EXCERPT:
====

I made it to the ocean!

wp-1469738068087.jpegOn Tuesday, I rode like I was on a mission. For days, people had been telling me how close I was getting to the ocean and finally I had reached the breaking point. I didn’t want to hear about how spectacular the Pacific was anymore, I just needed to see it for myself. So I did a mega day, ending my ride at the 125 mile mark.

Yesterday, early in the afternoon I reached the Oregon coast. Oddly enough, my first ever glimpse of the ocean was not from the seat of my bicycle but from the vantage point of a car. While I was registering to camp for the night, I asked how to best reach the beach on my bike. The lady, named Kim, picked up on my excitement and questioned me,

“Do you want to see the best view of the ocean?”

I said yes. She took Liz (a fellow tent camper) and I in her tiny red bug and we went on a sightseeing tour. First we stopped at a graveyard. Kim explained that the early pioneers had a habit of selecting land with choice views of the coast on which to bury their dead. We walked past gravestones to take in the sweeping vastness of the world’s biggest ocean. Then we went to see a herd of sea lions. Along the way, we chatted about our travels.wp-1469738144761.jpeg

Liz is Australian. Until recently, she lived in a houseboat. One day she went to a friend’s birthday party. When she returned, her boat and all her possessions had sunk beneath the waves. Her outlook on her loss?

====

REQUESTS:
1. From the post about reaching the ocean, list every fact it gives about Liz.
2. Answer these from the post about reaching the ocean:
(a) At what mile mark did the Tuesday ride end?
(b) From where did the writer first see the ocean?
(c) According to Kim, what kind of land did the early pioneers choose for burying their dead?
3. Carry on the post about reaching the ocean, starting right after its final line.
These entries were drawn from a separate source.

Collection entries
====

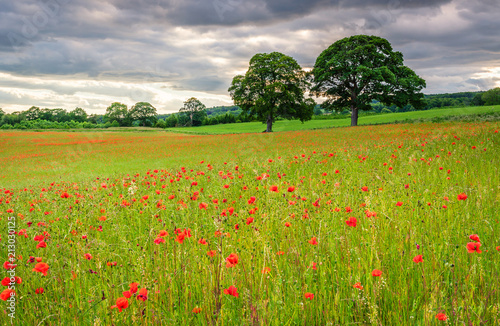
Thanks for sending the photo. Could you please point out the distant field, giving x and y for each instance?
(286, 125)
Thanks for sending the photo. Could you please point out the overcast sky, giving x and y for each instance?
(75, 53)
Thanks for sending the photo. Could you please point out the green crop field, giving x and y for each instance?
(373, 225)
(286, 125)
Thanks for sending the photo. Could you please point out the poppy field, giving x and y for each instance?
(373, 225)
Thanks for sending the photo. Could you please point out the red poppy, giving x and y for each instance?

====

ANSWERS PER TASK:
1.
- She was a fellow tent camper.
- She is Australian.
- Until recently, she lived in a houseboat.
- While she was at a friend's birthday party, her boat and all her possessions sank beneath the waves.

2.
(a) The 125 mile mark.
(b) From a car.
(c) Land with choice views of the coast.

3.
“It was just stuff. Not having that stuff anymore freed me up to travel.”

I was quickly learning that Liz was a gem. While talking about the ocean she mentioned how the mere sight of the ocean makes her soul soar with joy. It makes her taste freedom.

There was something in the tone of her voice that I instantly identified. I blurted,

“That is how snow makes me feel.”

All three of us were surprised by my outburst. I guess my longing for vast stretches of sparkling snow is never quite buried even while meeting a new ocean.

After Kim’s tour, I ate my supper on the beach and then strolled along the coast, letting the cold waves nip at my toes. Before turning back, I faced the thundering water and sang my heart out to God. I tried to take in the significance of the moment: I had made it to the ocean!

But it all felt so unbelievable, all I did was ride my bike for goodness sake! Had I really made it across to the other side of a continent? How had this happened?

It all started when two young people decided to go on an epic adventure on their bikes. They rode thousands of miles, on a mission to explore new places.

In case you are confused, I am not talking about Noah and myself. I am talking about my parents.

In 1982, they were preparing to move from Montana to Maine. Before the move, they decided to explore the Pacific coast and along the way celebrate their 1st anniversary. Because my parent are smart, they choose bicycles as their mode of exploration.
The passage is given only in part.